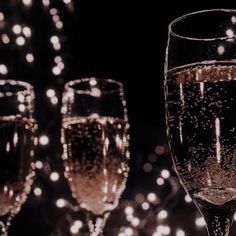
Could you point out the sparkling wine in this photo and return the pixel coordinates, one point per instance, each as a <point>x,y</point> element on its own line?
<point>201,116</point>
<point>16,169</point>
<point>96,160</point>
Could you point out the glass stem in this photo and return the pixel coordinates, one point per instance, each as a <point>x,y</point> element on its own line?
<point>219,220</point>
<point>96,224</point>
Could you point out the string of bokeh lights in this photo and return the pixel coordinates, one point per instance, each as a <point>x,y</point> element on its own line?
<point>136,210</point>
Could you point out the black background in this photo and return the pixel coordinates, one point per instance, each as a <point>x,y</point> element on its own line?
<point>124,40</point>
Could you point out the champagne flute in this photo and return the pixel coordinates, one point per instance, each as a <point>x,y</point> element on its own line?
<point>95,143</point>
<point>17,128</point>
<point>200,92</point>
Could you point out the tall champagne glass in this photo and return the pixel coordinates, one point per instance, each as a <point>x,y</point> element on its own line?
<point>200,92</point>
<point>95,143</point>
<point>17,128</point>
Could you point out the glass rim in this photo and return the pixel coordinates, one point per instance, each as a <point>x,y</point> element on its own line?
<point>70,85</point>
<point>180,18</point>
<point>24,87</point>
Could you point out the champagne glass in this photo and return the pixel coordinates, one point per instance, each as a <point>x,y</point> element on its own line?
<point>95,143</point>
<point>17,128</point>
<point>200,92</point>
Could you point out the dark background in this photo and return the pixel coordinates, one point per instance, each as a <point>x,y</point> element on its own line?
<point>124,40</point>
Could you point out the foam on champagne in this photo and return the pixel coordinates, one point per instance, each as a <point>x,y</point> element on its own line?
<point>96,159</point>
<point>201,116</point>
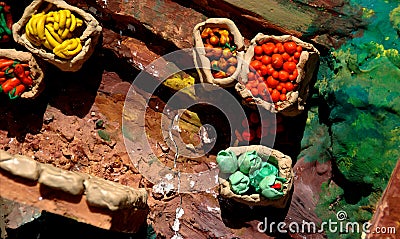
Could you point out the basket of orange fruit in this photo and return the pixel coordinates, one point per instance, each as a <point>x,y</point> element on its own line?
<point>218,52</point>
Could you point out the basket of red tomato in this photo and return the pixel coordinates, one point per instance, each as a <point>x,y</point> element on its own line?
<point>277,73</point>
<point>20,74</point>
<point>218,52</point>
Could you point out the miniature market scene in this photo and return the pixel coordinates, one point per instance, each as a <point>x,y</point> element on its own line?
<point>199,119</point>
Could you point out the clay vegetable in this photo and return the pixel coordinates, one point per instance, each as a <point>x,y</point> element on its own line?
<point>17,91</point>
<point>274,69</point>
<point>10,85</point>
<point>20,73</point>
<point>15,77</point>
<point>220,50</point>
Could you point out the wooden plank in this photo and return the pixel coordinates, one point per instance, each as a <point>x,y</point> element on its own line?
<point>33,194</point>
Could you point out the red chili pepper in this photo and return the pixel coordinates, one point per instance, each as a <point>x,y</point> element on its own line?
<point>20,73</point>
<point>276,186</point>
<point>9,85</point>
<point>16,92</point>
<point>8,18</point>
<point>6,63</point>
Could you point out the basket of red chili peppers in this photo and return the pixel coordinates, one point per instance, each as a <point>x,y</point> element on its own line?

**********

**REQUIREMENTS:** Copy out every line of the records above verbatim, omitting the pictures.

**SOLUTION TO THIS TASK:**
Could you point out the sparkling wine in this photo and return the pixel coordinates, one point per instance, each as a <point>x,y</point> element on its own line?
<point>201,116</point>
<point>16,169</point>
<point>96,160</point>
Could you point out the glass stem in this photo and return the pixel coordinates, one point per instance, each as a <point>x,y</point> element on its own line?
<point>219,220</point>
<point>96,224</point>
Could you point out the string of bokeh lights in this photo and return the pixel coordinates, one point per instance, each as a <point>x,y</point> element on its own line?
<point>136,210</point>
Could you point out the black background in this photo and return the pixel coordinates, one point per instance, each as a <point>x,y</point> element on its own line?
<point>124,40</point>
Could you point out the champagne flute in this photo and return the pixel coordinates, one point per instance, each as a <point>x,y</point> element on its own line?
<point>95,143</point>
<point>17,128</point>
<point>200,92</point>
Could you point out the tall champagne glass in this photo and return the pixel coordinates, one point per instance, each as a <point>x,y</point> element on its own line?
<point>200,92</point>
<point>95,143</point>
<point>17,128</point>
Could you point out the glass rim in this photo and return the pixel coordinates, one point per instance, each as a <point>x,y</point> element on its own line?
<point>70,85</point>
<point>180,18</point>
<point>24,87</point>
Could you point out the champagne glass in this photo and return the pixel coordinates, one point per instance, each as a <point>x,y</point> element on its own line?
<point>95,143</point>
<point>17,128</point>
<point>200,92</point>
Could you point out the dark background in this photo and return the pixel coordinates, one point per instance, each as a <point>x,y</point> element on its own line?
<point>124,40</point>
Could you point out the foam on champagne in this photo and return the pixel coordinates, one point per instance, each as a <point>x,y</point> element on its own line?
<point>96,159</point>
<point>201,116</point>
Could you point out the basket of orange fruit in this photo and return the pixel coordinates, one point per instance, each as a <point>x,y</point> element on its own line?
<point>218,52</point>
Could you point out the basket of red tomato in this photo and return the pixel coordinates, one point per instance, each as a <point>x,y</point> element on its own line?
<point>277,73</point>
<point>20,74</point>
<point>218,52</point>
Could you point out the miniature market scene in this photo and return the pixel coordinates, one point per instance, each as a <point>x,y</point> element on its own line?
<point>199,119</point>
Could you point out the clay vegetable in this photo and return the pixel coordinates, one point per instance, each as a <point>x,y</point> element on its own line?
<point>17,91</point>
<point>274,69</point>
<point>10,85</point>
<point>20,73</point>
<point>15,77</point>
<point>220,50</point>
Could you point out the wooden plank in this photo and return the pixel coordinates, one point per instance, each as a <point>x,y</point> element on its own line?
<point>33,194</point>
Could you point out the red chili pepper in this photo and return the pixel coordinates, one point per instance, each as a <point>x,y</point> element on its own line?
<point>20,73</point>
<point>276,186</point>
<point>9,85</point>
<point>16,92</point>
<point>8,18</point>
<point>6,63</point>
Could you point out the basket of red chili peppers in this photo and return the pixel coordinates, one point per instance, each as a <point>x,y</point> element on its own line?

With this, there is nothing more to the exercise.